## The exercise
Without the pictures, repeat the listing character for character.

## Information shown
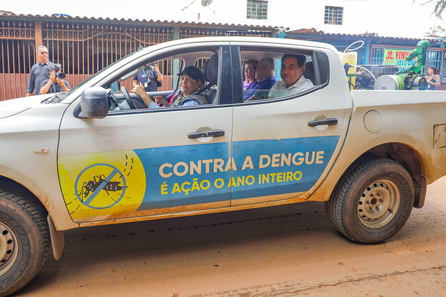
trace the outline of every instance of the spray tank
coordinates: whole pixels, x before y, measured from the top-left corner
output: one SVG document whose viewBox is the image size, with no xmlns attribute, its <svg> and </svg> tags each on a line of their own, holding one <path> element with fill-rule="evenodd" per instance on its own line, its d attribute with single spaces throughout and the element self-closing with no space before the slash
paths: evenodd
<svg viewBox="0 0 446 297">
<path fill-rule="evenodd" d="M 361 43 L 361 45 L 354 49 L 350 49 L 352 46 L 357 43 Z M 347 48 L 343 52 L 338 51 L 339 58 L 341 58 L 341 61 L 342 61 L 342 64 L 344 65 L 344 69 L 346 72 L 347 82 L 348 83 L 348 87 L 350 88 L 350 90 L 355 90 L 356 88 L 356 81 L 358 79 L 357 69 L 360 69 L 359 71 L 362 72 L 367 72 L 369 74 L 370 74 L 370 77 L 373 79 L 374 82 L 376 81 L 375 76 L 369 70 L 357 65 L 357 53 L 353 51 L 360 49 L 363 45 L 364 41 L 357 40 L 347 47 Z M 359 79 L 360 80 L 362 79 L 362 77 L 360 77 Z"/>
<path fill-rule="evenodd" d="M 351 47 L 358 42 L 362 43 L 359 47 L 350 49 Z M 348 46 L 344 51 L 338 51 L 339 58 L 341 58 L 341 61 L 342 61 L 342 65 L 344 65 L 344 69 L 346 71 L 346 75 L 347 77 L 350 90 L 355 89 L 356 65 L 357 65 L 357 53 L 353 51 L 360 49 L 362 45 L 364 45 L 364 41 L 358 40 Z"/>
<path fill-rule="evenodd" d="M 408 69 L 399 71 L 394 75 L 380 77 L 374 86 L 375 90 L 425 90 L 426 81 L 422 74 L 426 63 L 426 53 L 431 46 L 428 40 L 421 40 L 417 47 L 406 57 L 410 61 L 417 58 L 417 61 Z"/>
</svg>

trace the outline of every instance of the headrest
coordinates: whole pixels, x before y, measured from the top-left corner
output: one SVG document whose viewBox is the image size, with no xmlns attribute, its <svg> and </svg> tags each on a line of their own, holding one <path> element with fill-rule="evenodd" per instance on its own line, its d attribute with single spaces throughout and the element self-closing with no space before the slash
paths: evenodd
<svg viewBox="0 0 446 297">
<path fill-rule="evenodd" d="M 314 77 L 314 66 L 313 62 L 307 62 L 305 65 L 305 71 L 304 71 L 304 77 L 308 79 L 316 86 L 316 78 Z"/>
<path fill-rule="evenodd" d="M 209 60 L 205 62 L 203 66 L 203 73 L 206 81 L 213 81 L 217 79 L 218 75 L 218 56 L 213 55 Z"/>
</svg>

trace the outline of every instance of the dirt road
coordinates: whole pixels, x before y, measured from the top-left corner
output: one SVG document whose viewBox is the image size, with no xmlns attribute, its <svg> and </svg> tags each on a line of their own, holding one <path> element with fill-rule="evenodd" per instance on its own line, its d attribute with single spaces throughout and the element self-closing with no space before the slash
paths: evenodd
<svg viewBox="0 0 446 297">
<path fill-rule="evenodd" d="M 17 296 L 446 296 L 446 178 L 382 244 L 337 234 L 318 202 L 66 233 Z"/>
</svg>

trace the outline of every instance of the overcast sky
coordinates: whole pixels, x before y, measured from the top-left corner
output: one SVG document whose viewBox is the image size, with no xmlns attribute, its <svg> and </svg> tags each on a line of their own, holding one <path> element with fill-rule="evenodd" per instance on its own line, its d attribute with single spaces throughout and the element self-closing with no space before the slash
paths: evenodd
<svg viewBox="0 0 446 297">
<path fill-rule="evenodd" d="M 242 1 L 242 0 L 238 0 Z M 298 7 L 302 3 L 321 2 L 322 0 L 270 0 L 280 5 L 292 3 Z M 351 0 L 352 2 L 353 0 Z M 431 15 L 435 3 L 422 6 L 427 0 L 355 0 L 363 1 L 364 6 L 355 14 L 366 13 L 366 17 L 376 22 L 357 22 L 354 27 L 347 29 L 346 33 L 360 34 L 377 33 L 380 36 L 418 38 L 425 35 L 429 29 L 440 25 L 446 28 L 444 22 L 435 19 Z M 330 1 L 323 1 L 325 5 Z M 326 3 L 325 3 L 326 2 Z M 348 1 L 345 2 L 348 3 Z M 102 17 L 130 19 L 153 19 L 175 22 L 196 22 L 236 24 L 261 24 L 271 26 L 293 27 L 295 19 L 284 17 L 279 21 L 268 19 L 268 23 L 249 23 L 247 19 L 235 19 L 233 8 L 227 5 L 225 0 L 213 0 L 209 7 L 203 7 L 201 0 L 145 0 L 143 1 L 125 1 L 122 0 L 75 0 L 75 1 L 25 1 L 0 0 L 0 10 L 12 11 L 15 14 L 51 15 L 53 13 L 64 13 L 72 17 Z M 231 10 L 233 12 L 231 13 Z M 272 18 L 271 18 L 272 19 Z M 279 24 L 276 24 L 276 22 Z M 362 24 L 361 24 L 362 23 Z M 307 28 L 307 27 L 305 27 Z M 311 26 L 309 27 L 311 28 Z M 307 28 L 309 29 L 309 28 Z M 316 29 L 322 30 L 320 28 Z M 367 29 L 367 30 L 366 30 Z M 356 30 L 356 31 L 355 31 Z M 337 32 L 328 32 L 337 33 Z M 445 35 L 445 33 L 443 33 Z"/>
</svg>

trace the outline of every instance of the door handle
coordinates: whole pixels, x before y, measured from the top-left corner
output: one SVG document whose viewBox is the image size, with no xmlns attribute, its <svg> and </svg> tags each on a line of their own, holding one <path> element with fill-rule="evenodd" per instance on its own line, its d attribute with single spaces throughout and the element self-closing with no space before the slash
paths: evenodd
<svg viewBox="0 0 446 297">
<path fill-rule="evenodd" d="M 323 125 L 328 125 L 328 126 L 332 126 L 337 124 L 337 119 L 336 118 L 328 118 L 327 120 L 310 120 L 308 122 L 309 127 L 321 126 Z"/>
<path fill-rule="evenodd" d="M 222 137 L 224 135 L 224 130 L 216 129 L 207 132 L 192 132 L 187 134 L 187 137 L 192 139 L 197 139 L 202 137 Z"/>
</svg>

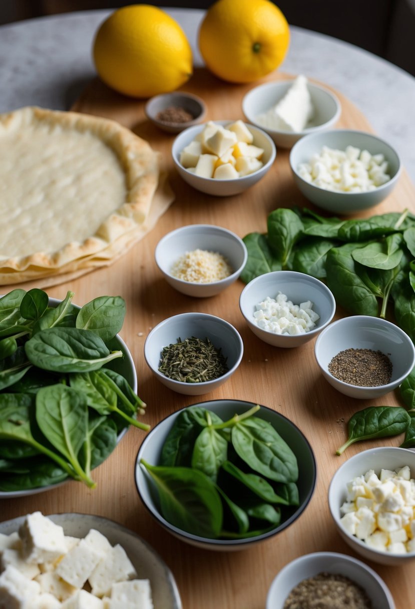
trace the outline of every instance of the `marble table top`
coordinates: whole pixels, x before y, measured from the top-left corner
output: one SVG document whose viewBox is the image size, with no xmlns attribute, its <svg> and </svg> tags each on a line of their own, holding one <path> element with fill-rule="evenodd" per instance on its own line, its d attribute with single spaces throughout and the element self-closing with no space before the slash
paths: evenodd
<svg viewBox="0 0 415 609">
<path fill-rule="evenodd" d="M 195 9 L 166 12 L 184 30 L 195 64 L 203 65 Z M 0 112 L 24 105 L 67 110 L 96 75 L 94 33 L 108 10 L 85 11 L 0 27 Z M 323 34 L 291 26 L 281 69 L 334 87 L 363 113 L 400 155 L 415 183 L 415 78 L 371 53 Z"/>
</svg>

## Written response
trace the outline of every instance of the spray tank
coordinates: whole pixels, x before y, measured from the top-left corner
output: one SVG document whose viewBox is the image size, with no xmlns attribute, its <svg> and </svg> tags each on a line of their own, holding one <path> element with fill-rule="evenodd" per instance on its own line, its d attribute with single spaces throughout and the element self-closing with no space before the slash
paths: evenodd
<svg viewBox="0 0 446 297">
<path fill-rule="evenodd" d="M 361 43 L 361 45 L 354 49 L 350 49 L 352 46 L 357 43 Z M 347 48 L 343 52 L 338 51 L 339 58 L 341 58 L 341 61 L 342 61 L 342 64 L 344 65 L 344 69 L 346 72 L 347 82 L 348 83 L 348 87 L 350 88 L 350 90 L 355 90 L 356 88 L 356 81 L 358 79 L 357 69 L 360 69 L 359 71 L 362 72 L 367 72 L 369 74 L 370 74 L 370 77 L 373 79 L 374 82 L 376 81 L 375 76 L 369 70 L 357 65 L 357 53 L 353 51 L 360 49 L 363 45 L 364 41 L 357 40 L 347 47 Z M 359 79 L 360 80 L 362 79 L 362 77 L 360 77 Z"/>
<path fill-rule="evenodd" d="M 351 47 L 358 42 L 362 43 L 359 47 L 350 49 Z M 348 46 L 344 51 L 338 51 L 339 58 L 341 58 L 341 61 L 342 61 L 342 65 L 344 65 L 344 69 L 346 71 L 346 75 L 347 77 L 350 90 L 355 89 L 356 65 L 357 65 L 357 53 L 353 51 L 360 49 L 362 45 L 364 45 L 364 41 L 358 40 Z"/>
<path fill-rule="evenodd" d="M 408 69 L 399 71 L 394 75 L 380 77 L 374 86 L 375 90 L 425 90 L 426 81 L 422 74 L 426 63 L 426 53 L 431 46 L 428 40 L 421 40 L 417 47 L 406 57 L 410 61 L 417 58 L 417 61 Z"/>
</svg>

trace the outline of every instance of the headrest
coordinates: whole pixels, x before y, measured from the top-left corner
output: one SVG document whose viewBox is the image size, with no xmlns attribute, its <svg> and </svg> tags each on a line of their own, holding one <path> element with fill-rule="evenodd" per instance on its own line, its d attribute with single spaces throughout and the element self-closing with no space before the slash
paths: evenodd
<svg viewBox="0 0 446 297">
<path fill-rule="evenodd" d="M 314 77 L 314 66 L 313 62 L 307 62 L 305 65 L 305 71 L 304 71 L 304 77 L 308 79 L 316 86 L 316 78 Z"/>
<path fill-rule="evenodd" d="M 209 60 L 205 62 L 203 66 L 203 73 L 206 81 L 213 81 L 217 79 L 218 75 L 218 56 L 213 55 Z"/>
</svg>

trace the outline of every instance of the dirt road
coordinates: whole pixels, x before y, measured from the top-left corner
output: one SVG document whose viewBox is the image size, with no xmlns attribute, its <svg> and </svg> tags each on a line of their own, holding one <path> element with fill-rule="evenodd" per instance on its own line, its d attribute with single spaces throughout and the element self-closing with no space before the slash
paths: evenodd
<svg viewBox="0 0 446 297">
<path fill-rule="evenodd" d="M 17 296 L 446 296 L 446 178 L 382 244 L 337 234 L 318 202 L 66 233 Z"/>
</svg>

trace the outline of every instance of the overcast sky
coordinates: whole pixels, x before y, measured from the top-left corner
output: one SVG document whose viewBox is the image size, with no xmlns attribute, its <svg> and </svg> tags each on a line of their own, holding one <path> element with fill-rule="evenodd" per instance on its own line, its d attribute with single spaces throughout and the element self-closing with no space before the slash
paths: evenodd
<svg viewBox="0 0 446 297">
<path fill-rule="evenodd" d="M 242 1 L 242 0 L 238 0 Z M 298 7 L 302 3 L 321 2 L 322 0 L 270 0 L 280 5 L 292 3 Z M 351 0 L 352 2 L 353 0 Z M 431 15 L 435 3 L 422 6 L 427 0 L 355 0 L 363 1 L 364 6 L 355 14 L 366 13 L 366 17 L 376 22 L 357 22 L 354 27 L 347 29 L 346 33 L 360 34 L 377 33 L 380 36 L 418 38 L 425 35 L 429 29 L 440 25 L 446 28 L 444 22 L 435 19 Z M 330 1 L 323 1 L 325 5 Z M 326 3 L 325 3 L 326 2 Z M 348 1 L 345 2 L 348 3 Z M 102 17 L 130 19 L 153 19 L 175 22 L 196 22 L 236 24 L 261 24 L 271 26 L 293 27 L 295 19 L 284 17 L 279 21 L 268 19 L 268 23 L 249 23 L 247 19 L 235 19 L 233 8 L 227 5 L 225 0 L 213 0 L 209 7 L 203 7 L 201 0 L 145 0 L 143 1 L 125 1 L 122 0 L 75 0 L 75 1 L 25 1 L 0 0 L 0 10 L 12 11 L 15 14 L 51 15 L 53 13 L 64 13 L 72 17 Z M 231 10 L 233 12 L 231 13 Z M 272 18 L 271 18 L 272 19 Z M 279 24 L 276 24 L 276 22 Z M 362 24 L 361 24 L 362 23 Z M 307 28 L 307 27 L 305 27 Z M 311 26 L 309 27 L 311 28 Z M 307 28 L 309 29 L 309 28 Z M 316 29 L 322 30 L 320 28 Z M 367 29 L 367 30 L 366 30 Z M 356 30 L 356 31 L 355 31 Z M 337 32 L 328 32 L 337 33 Z M 445 35 L 445 33 L 443 33 Z"/>
</svg>

trace the outline of every instance of the door handle
coordinates: whole pixels, x before y, measured from the top-left corner
output: one SVG document whose viewBox is the image size, with no xmlns attribute, its <svg> and </svg> tags each on a line of their own, holding one <path> element with fill-rule="evenodd" per instance on its own line, its d attribute with single spaces throughout and the element self-closing with no space before the slash
paths: evenodd
<svg viewBox="0 0 446 297">
<path fill-rule="evenodd" d="M 323 125 L 328 125 L 328 126 L 332 126 L 337 124 L 337 119 L 336 118 L 328 118 L 327 120 L 310 120 L 308 122 L 309 127 L 321 126 Z"/>
<path fill-rule="evenodd" d="M 222 137 L 224 135 L 224 130 L 216 129 L 207 132 L 192 132 L 187 134 L 187 137 L 192 139 L 197 139 L 202 137 Z"/>
</svg>

trace the outline of every instance of the `marble table top`
coordinates: whole pixels, x before y, measured from the top-left corner
output: one SVG document whose viewBox is the image size, with no xmlns attribute, its <svg> and </svg> tags each on a line of their own, holding one <path> element with fill-rule="evenodd" per instance on its own line, its d attribute with single spaces throughout and the element self-closing with no space before the slash
paths: evenodd
<svg viewBox="0 0 415 609">
<path fill-rule="evenodd" d="M 195 9 L 166 12 L 184 30 L 195 64 L 203 65 Z M 0 112 L 24 105 L 67 110 L 96 75 L 94 33 L 108 10 L 85 11 L 0 27 Z M 323 34 L 291 26 L 281 69 L 334 87 L 363 113 L 400 155 L 415 183 L 415 78 L 371 53 Z"/>
</svg>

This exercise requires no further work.